WRITTEN EXERCISE: From the Brazil travel passage below, repeat word for word the portion from "Danilo and Rachel" to "market economies’ currencies.".

EXTRACT:

----

Later on, Mariana’s boyfriend, Rodrigo, shows up. I thought he was a lot bigger than he actually is because I didn’t see him walk up to the table. Don’t get me wrong, the dude is jacked, but he’s only about 5’6”. He seemed like such the mismatch for Mariana. But since he lives in “Barra” short for Barra da Tijuca (actually a small island off the coast), has a car and access to cash, I can see why she dates him – the opportunities to escape her situation of having to ride buses and taxis, etc., etc.
Danilo and Rachel both left at about 10:30 pm to get a good night’s rest before a typical Monday morning. I stayed with Mariana and Rodrigo for about another 30 minutes. I was all set to take a taxi back to the apartment, but Rodrigo offered me a ride, which was a favor, since Barra is quite far from where I’m staying in Copacabana. It turns out he works for a clothing store in the Barra Shopping Mall. He’s obsessed with Diesel jeans, which cost R$800 (or $400 USD) in Brazil. Brazil is turning out to be more expensive than I thought…US Fiscal and Monetary policy is not keeping pace, hence the continual slide of the US dollar against other top market economies’ currencies.

----

INFORMATION SHOWN:
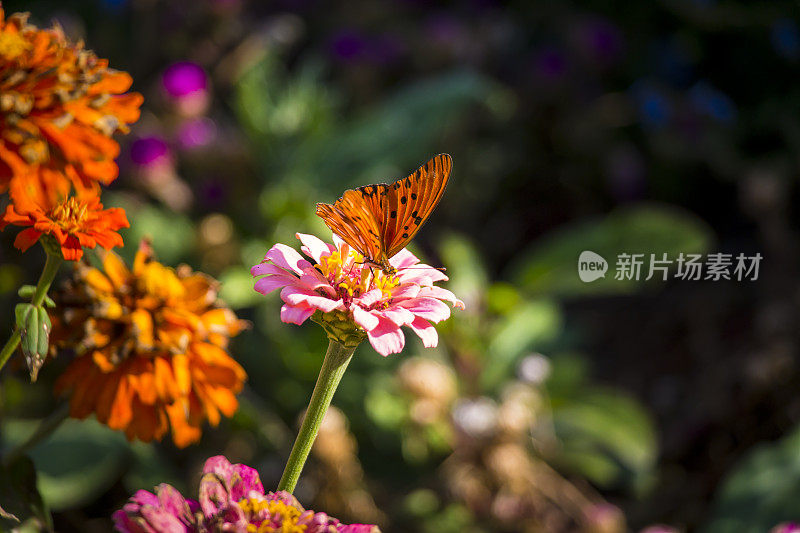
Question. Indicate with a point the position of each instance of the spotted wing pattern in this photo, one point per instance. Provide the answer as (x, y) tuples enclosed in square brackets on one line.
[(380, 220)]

----

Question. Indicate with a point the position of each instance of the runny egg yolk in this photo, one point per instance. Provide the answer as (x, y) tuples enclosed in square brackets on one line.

----

REPLY:
Danilo and Rachel both left at about 10:30 pm to get a good night’s rest before a typical Monday morning. I stayed with Mariana and Rodrigo for about another 30 minutes. I was all set to take a taxi back to the apartment, but Rodrigo offered me a ride, which was a favor, since Barra is quite far from where I’m staying in Copacabana. It turns out he works for a clothing store in the Barra Shopping Mall. He’s obsessed with Diesel jeans, which cost R$800 (or $400 USD) in Brazil. Brazil is turning out to be more expensive than I thought…US Fiscal and Monetary policy is not keeping pace, hence the continual slide of the US dollar against other top market economies’ currencies.